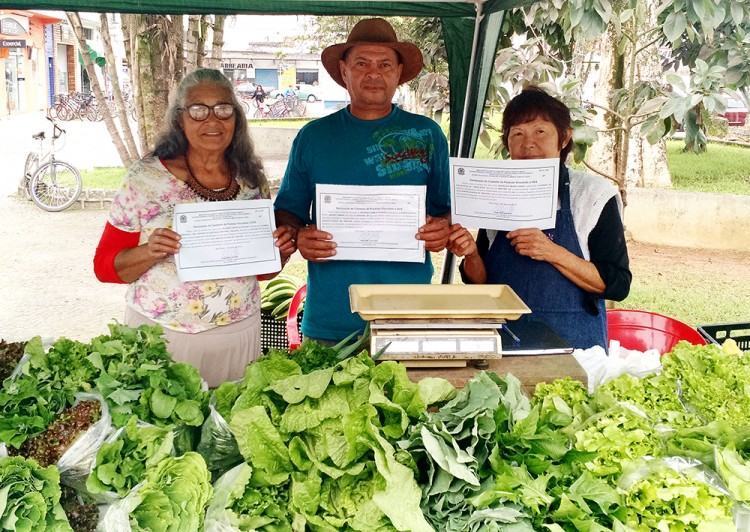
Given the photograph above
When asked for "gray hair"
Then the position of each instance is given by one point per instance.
==
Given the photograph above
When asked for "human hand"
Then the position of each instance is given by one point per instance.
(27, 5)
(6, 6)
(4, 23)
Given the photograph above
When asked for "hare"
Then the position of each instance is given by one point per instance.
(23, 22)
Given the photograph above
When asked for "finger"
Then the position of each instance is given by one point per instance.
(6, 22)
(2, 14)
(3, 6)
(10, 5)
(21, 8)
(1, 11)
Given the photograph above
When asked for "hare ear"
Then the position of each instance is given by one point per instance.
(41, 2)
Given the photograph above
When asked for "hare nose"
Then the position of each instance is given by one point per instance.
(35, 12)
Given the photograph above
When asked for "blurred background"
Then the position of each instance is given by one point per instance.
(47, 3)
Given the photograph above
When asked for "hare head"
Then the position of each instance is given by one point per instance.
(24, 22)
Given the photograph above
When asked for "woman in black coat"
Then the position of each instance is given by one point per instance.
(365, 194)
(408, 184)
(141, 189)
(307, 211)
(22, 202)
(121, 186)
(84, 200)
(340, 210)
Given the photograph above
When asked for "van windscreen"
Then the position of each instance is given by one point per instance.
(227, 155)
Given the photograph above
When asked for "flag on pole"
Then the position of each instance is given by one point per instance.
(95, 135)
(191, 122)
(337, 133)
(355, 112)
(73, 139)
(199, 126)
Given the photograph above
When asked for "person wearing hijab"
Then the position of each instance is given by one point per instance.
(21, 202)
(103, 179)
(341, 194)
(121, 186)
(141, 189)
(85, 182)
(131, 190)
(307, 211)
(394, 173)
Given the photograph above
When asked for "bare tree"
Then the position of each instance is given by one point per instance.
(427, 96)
* * *
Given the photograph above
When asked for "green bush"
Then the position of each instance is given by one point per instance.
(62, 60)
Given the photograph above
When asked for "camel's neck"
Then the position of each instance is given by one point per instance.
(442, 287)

What you need to do: Which lines in the material above contain the word "hare"? Copy each one in full.

Worked solution:
When asked for "hare"
When asked for "hare ear"
When asked for "hare nose"
When asked for "hare head"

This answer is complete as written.